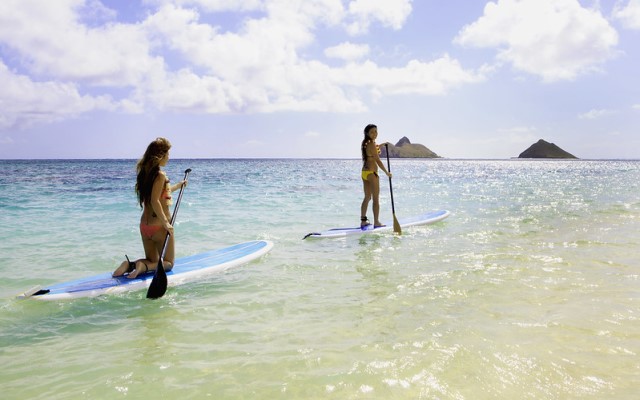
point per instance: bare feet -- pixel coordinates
(141, 268)
(126, 266)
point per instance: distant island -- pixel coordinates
(405, 149)
(544, 149)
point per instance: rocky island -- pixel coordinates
(544, 149)
(405, 149)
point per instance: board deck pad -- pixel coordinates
(186, 269)
(423, 219)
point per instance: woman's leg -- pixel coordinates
(375, 194)
(149, 263)
(366, 186)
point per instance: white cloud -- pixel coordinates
(347, 51)
(554, 39)
(173, 60)
(53, 43)
(214, 5)
(629, 15)
(390, 13)
(594, 114)
(24, 102)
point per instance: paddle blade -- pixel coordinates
(396, 225)
(158, 285)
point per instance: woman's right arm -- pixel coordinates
(156, 201)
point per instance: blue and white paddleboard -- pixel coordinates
(424, 219)
(186, 269)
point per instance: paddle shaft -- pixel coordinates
(175, 214)
(158, 285)
(396, 225)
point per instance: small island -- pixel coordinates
(405, 149)
(544, 149)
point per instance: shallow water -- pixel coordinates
(528, 290)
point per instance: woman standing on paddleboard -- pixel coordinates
(370, 179)
(154, 196)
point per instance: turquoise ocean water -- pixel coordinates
(529, 290)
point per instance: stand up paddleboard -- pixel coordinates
(186, 269)
(424, 219)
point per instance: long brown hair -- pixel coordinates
(365, 141)
(148, 168)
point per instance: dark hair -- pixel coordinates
(366, 140)
(148, 168)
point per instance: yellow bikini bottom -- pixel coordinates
(365, 174)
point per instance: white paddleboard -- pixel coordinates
(424, 219)
(186, 269)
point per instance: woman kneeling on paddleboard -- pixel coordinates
(154, 196)
(370, 180)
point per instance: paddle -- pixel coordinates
(158, 285)
(396, 224)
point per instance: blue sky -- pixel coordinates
(301, 78)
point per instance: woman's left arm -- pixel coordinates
(178, 185)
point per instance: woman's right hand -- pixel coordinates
(168, 227)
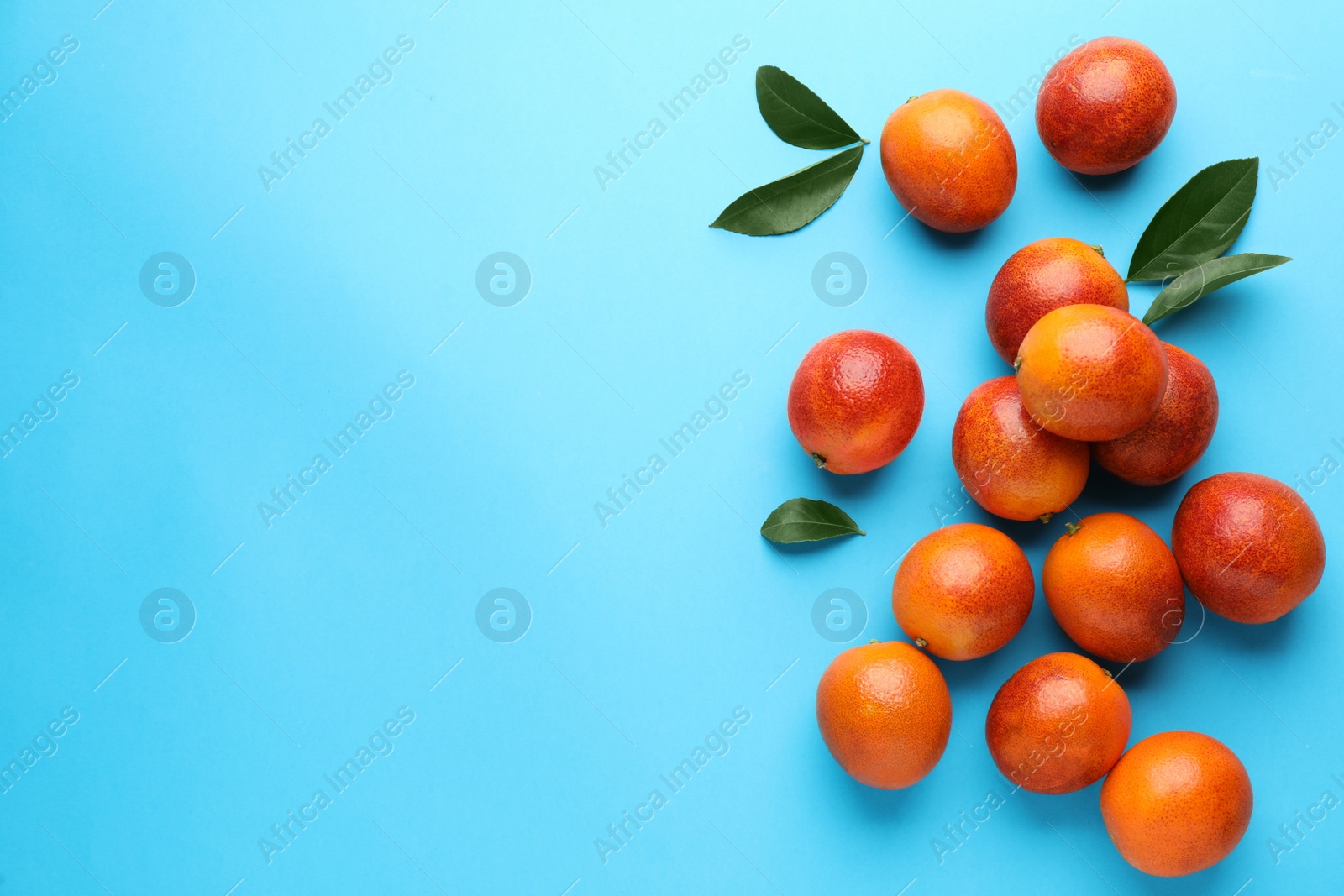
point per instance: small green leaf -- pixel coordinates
(797, 116)
(806, 520)
(1198, 223)
(1203, 280)
(784, 206)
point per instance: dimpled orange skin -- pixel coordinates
(885, 714)
(1115, 589)
(1247, 546)
(1092, 372)
(949, 160)
(855, 401)
(1008, 464)
(964, 590)
(1176, 804)
(1105, 107)
(1045, 275)
(1175, 438)
(1058, 725)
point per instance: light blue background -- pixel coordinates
(645, 633)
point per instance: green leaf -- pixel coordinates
(1203, 280)
(797, 116)
(806, 520)
(784, 206)
(1198, 223)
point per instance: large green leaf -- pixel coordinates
(806, 520)
(1203, 280)
(1198, 223)
(784, 206)
(797, 116)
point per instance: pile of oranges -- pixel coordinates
(1090, 383)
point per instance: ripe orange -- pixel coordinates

------------------------------------------------------------------------

**WHAT IS ASKED**
Please set out the lines above as a numbered list, leaving out blank lines and the pictures.

**THE OUTPUT**
1. point per instance: bare feet -- pixel coordinates
2. (141, 268)
3. (126, 266)
4. point per instance: distant island -- pixel coordinates
5. (405, 149)
6. (544, 149)
7. point per instance: rocky island -- pixel coordinates
8. (544, 149)
9. (405, 149)
10. point per instance: board deck pad -- pixel coordinates
11. (186, 269)
12. (423, 219)
13. point per instance: woman's leg -- pixel coordinates
14. (375, 194)
15. (149, 263)
16. (366, 186)
17. point per instance: white cloud -- pixel coordinates
18. (347, 51)
19. (554, 39)
20. (173, 60)
21. (53, 43)
22. (214, 5)
23. (629, 15)
24. (390, 13)
25. (594, 114)
26. (24, 102)
27. point per instance: paddle blade -- pixel coordinates
28. (396, 225)
29. (158, 285)
30. point per instance: woman's right arm -- pixel coordinates
31. (156, 201)
32. point per instance: blue and white paddleboard -- pixel coordinates
33. (424, 219)
34. (186, 269)
35. point per instance: paddle shaft -- pixel coordinates
36. (175, 214)
37. (158, 285)
38. (396, 225)
39. point per instance: small island -- pixel coordinates
40. (405, 149)
41. (544, 149)
42. point per instance: shallow water -- pixel coordinates
43. (528, 290)
44. point per instance: woman standing on paddleboard -- pixel coordinates
45. (370, 179)
46. (154, 196)
47. point per instance: turquoise ocean water -- pixel coordinates
48. (529, 290)
49. point per instance: stand up paddleboard -- pixel coordinates
50. (186, 269)
51. (424, 219)
52. point per instance: long brown hair -- pixel coordinates
53. (365, 141)
54. (148, 168)
55. point per instance: dark hair -- pixel coordinates
56. (366, 140)
57. (148, 168)
58. point per instance: yellow bikini bottom -- pixel coordinates
59. (365, 174)
60. point per instance: white paddleboard -- pixel coordinates
61. (424, 219)
62. (186, 269)
63. point per instance: woman kneeling on paddleboard -- pixel coordinates
64. (154, 196)
65. (370, 180)
66. point per instance: paddle -- pixel coordinates
67. (158, 285)
68. (396, 224)
69. point per instance: blue sky -- pixel coordinates
70. (301, 78)
71. point per instance: woman's left arm -- pixel coordinates
72. (178, 185)
73. point per instance: woman's right hand -- pixel coordinates
74. (168, 227)
75. point per instance: small green leaf -- pixel coordinates
76. (797, 116)
77. (806, 520)
78. (1198, 223)
79. (1203, 280)
80. (784, 206)
81. point per instance: dimpled orange skin -- pixel coordinates
82. (885, 714)
83. (1115, 589)
84. (1247, 546)
85. (1092, 372)
86. (949, 160)
87. (855, 401)
88. (1008, 464)
89. (964, 590)
90. (1176, 804)
91. (1105, 107)
92. (1045, 275)
93. (1175, 438)
94. (1058, 725)
95. point per instance: light blue background -- pixel coordinates
96. (645, 633)
97. point per instance: green leaf -- pixel coordinates
98. (1203, 280)
99. (797, 116)
100. (806, 520)
101. (784, 206)
102. (1198, 223)
103. point per instance: large green leaf -- pixel coordinates
104. (806, 520)
105. (1203, 280)
106. (1198, 223)
107. (784, 206)
108. (797, 116)
109. point per instance: pile of oranges -- pixel coordinates
110. (1090, 383)
111. point per instance: ripe orange -- pixel coordinates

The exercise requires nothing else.